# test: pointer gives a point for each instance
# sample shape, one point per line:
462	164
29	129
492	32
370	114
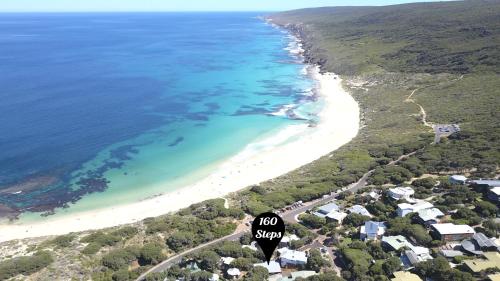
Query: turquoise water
108	109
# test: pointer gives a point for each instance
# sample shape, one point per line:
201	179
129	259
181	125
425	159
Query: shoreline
339	122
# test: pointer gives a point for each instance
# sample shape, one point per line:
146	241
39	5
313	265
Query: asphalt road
166	264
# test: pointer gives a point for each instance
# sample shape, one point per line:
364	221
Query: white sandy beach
339	123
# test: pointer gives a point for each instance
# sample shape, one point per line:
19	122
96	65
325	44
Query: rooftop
430	214
293	255
403	191
450	228
358	209
233	272
492	260
487	182
496	190
405	276
325	209
273	266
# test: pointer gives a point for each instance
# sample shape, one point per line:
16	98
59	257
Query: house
492	260
233	273
252	246
226	260
273	267
399	193
372	230
457	179
336	216
478	244
494	277
405	276
358	209
430	216
451	253
326	209
494	194
415	255
374	195
293	258
485	183
452	232
287	240
301	274
394	243
405	208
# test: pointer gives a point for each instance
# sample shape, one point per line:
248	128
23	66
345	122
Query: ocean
102	109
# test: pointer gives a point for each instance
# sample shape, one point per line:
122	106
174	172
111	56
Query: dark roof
483	241
471	247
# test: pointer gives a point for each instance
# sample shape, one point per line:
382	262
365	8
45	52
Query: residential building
287	240
494	277
494	194
458	179
273	267
293	258
478	244
491	260
411	257
394	243
405	276
485	183
372	230
399	193
452	232
358	209
406	208
430	216
233	273
336	216
326	209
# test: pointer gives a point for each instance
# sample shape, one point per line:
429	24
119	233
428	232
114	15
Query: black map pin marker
268	230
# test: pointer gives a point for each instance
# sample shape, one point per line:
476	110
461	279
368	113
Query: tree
355	220
315	261
312	221
391	265
486	209
257	273
180	240
209	260
151	254
242	263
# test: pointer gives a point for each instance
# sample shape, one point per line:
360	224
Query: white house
287	240
372	230
326	209
293	258
405	208
233	273
336	216
399	193
430	216
358	209
458	179
273	267
227	260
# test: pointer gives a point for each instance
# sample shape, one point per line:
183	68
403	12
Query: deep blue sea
97	109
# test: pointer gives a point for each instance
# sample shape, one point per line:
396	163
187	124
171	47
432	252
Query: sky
179	5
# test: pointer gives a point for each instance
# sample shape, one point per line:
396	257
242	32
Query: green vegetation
25	265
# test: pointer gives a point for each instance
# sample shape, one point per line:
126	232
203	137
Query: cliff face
442	37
• • • •
> **Exercise objective**
Pictures aside, retype all of the entries word for word.

> **Written solution**
# test: pointer gives a point for each instance
# sample shape, one point per line:
462	164
29	129
492	32
370	114
Query: turquoise water
108	109
# test: pointer gives a point for each instance
# sample shape, one point per line:
201	179
129	259
181	125
425	159
Query: shoreline
339	122
# test: pointer gives a point for each instance
# sample shape, one point per line:
146	241
39	5
313	265
Query: asphalt road
166	264
# test: pointer gives a point for each instance
# sample shape, one point per line:
364	221
Query: white sandy beach
339	123
# test: pointer gives a point for each instance
# sample shape, one point per line:
19	122
96	65
325	44
Query: rooftop
430	214
293	255
403	191
450	228
358	209
233	272
492	260
487	182
496	190
405	276
325	209
273	266
# test: pointer gives a point for each instance
# sample shape, one point per line:
16	98
59	257
Query: house
492	260
233	273
252	246
226	260
273	267
399	193
372	230
457	179
336	216
478	244
494	277
405	276
358	209
430	216
451	253
326	209
494	194
415	255
374	195
293	258
485	183
452	232
287	240
301	274
394	243
405	208
# test: pointer gives a point for each instance
# sample shape, one point per line:
248	128
23	66
345	122
Query: ocean
102	109
# test: pointer gives a point for each instance
# sample shape, one point per line:
122	106
174	172
111	56
Query: dark roof
483	241
471	247
# test: pointer gives a point for each instance
# sample shape, one point per line:
382	262
365	8
45	52
Query: residential building
287	240
494	277
494	194
458	179
273	267
293	258
478	244
491	260
411	257
394	243
405	276
485	183
372	230
399	193
452	232
358	209
406	208
430	216
233	273
336	216
326	209
# test: pointer gives a point for each instance
# sample shape, one point per line:
429	24
119	233
428	232
114	15
Query: black map pin marker
268	230
# test: pointer gives a point for each instance
# sample shape, one point per line:
476	110
461	279
368	113
Query: tree
355	220
315	261
312	221
391	265
486	209
257	273
180	240
209	260
151	254
242	263
# test: pointer gives a point for each instance
# sample shape, one point per line:
360	224
Query: white house
287	240
372	230
326	209
293	258
405	208
233	273
336	216
399	193
430	216
358	209
458	179
273	267
227	260
# test: pointer gives a point for each instance
# sample shape, one point per line:
183	68
403	12
Query: deep blue sea
97	109
# test: pointer gives a point for each instance
# sample shape, one point per line:
396	163
187	124
171	47
432	252
Query: sky
179	5
# test: pointer gives a point for each instance
# sample shape, one point per line:
396	257
242	32
Query: green vegetation
25	265
# test: pointer gives a point for each instance
# sample shape, one point per line:
126	232
203	137
Query: cliff face
442	37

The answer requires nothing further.